— start Text —

# Multi-Armed Bandit 

Multi-Armed Bandit (MAB) is a form of Reinforcement Learning (RL) problem with a single state and multiple actions in which, like the all form of RL problems, the goal is to maximize the reward in a time horizon.

In MAB, the agent is confronted with multiple actions selecting each of which leads to a scalar reward drawn from an unknown distribution. 

Selecting action is costly, and the agent goal is to maximize the long term reward.

The challenge is that the underlying distributions are unknown, so feeding the best actions require efficiently balancing between exploration and exploitation. 

## 0. Imports

In [1]:
import numpy as np
import pandas as pd

import matplotlib.pyplot as plt

## 1. Defining Bandit Game Class

In this section, we want to define the Bandit Game class. 

But before that, since each bandit machine follows a distribution, let's first implement two types of distributions: Normal and Bernoulli distributions.

### 1.1. Defining distributions

#### 1.1.1. Normal Distribution 

In [2]:
class Gaussian:
    def __init__(self, mean=0, std=1):
        """
        Define a Guassian distribution

        Parameters
        ----------
        mean : float, optional
            The mean of normal distribution. The default is 0.
        std : float, optional
            std of normal distribution. The default is 1.

        Returns
        -------
        None.

        """
        self.mean = mean
        self.std = std

    def draw(self):
        """
        Draw a single sample from the normal distribution

        Returns
        -------
        reward : float
            A sample from the distribution
        """
        reward = np.random.normal(self.mean, self.std)
        reward = np.round(reward, 1) # rounding the reward to have consistant resutls
        return reward

#### 1.1.2. Bernoulli Distribution

In [3]:
class Bernoulli:
    def __init__(self, p):
        """
        Define a Bernoulli distribution

        Parameters
        ----------
        p : a float number between 0 to 1
            p represents the probability of choosing 1

        Returns
        -------
        None.

        """
        self.p = p
        
    def draw(self):
        """
        Draw a single sample from the Bernoulli distribution

        Returns
        -------
        reward : binary: 0 or 1
            A sample from the distribution
        """

— end Text —
— start Source material —

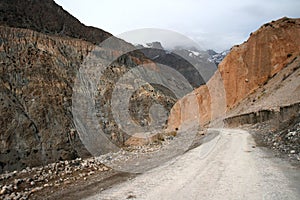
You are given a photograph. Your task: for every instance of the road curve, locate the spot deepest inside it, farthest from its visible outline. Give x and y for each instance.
(227, 167)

— end Source material —

## [Job]
Please decide whether each of these statements agrees with the multi-armed bandit text, answering yes or no and quoting the words of the text that settle it. (a) A multi-armed bandit problem has a single state and multiple actions. (b) The Gaussian class has a default standard deviation of 0. (c) The agent knows the underlying reward distributions.

## [Written solution]
(a) Yes: "with a single state and multiple actions"
(b) No: "std of normal distribution. The default is 1."
(c) No: "the underlying distributions are unknown"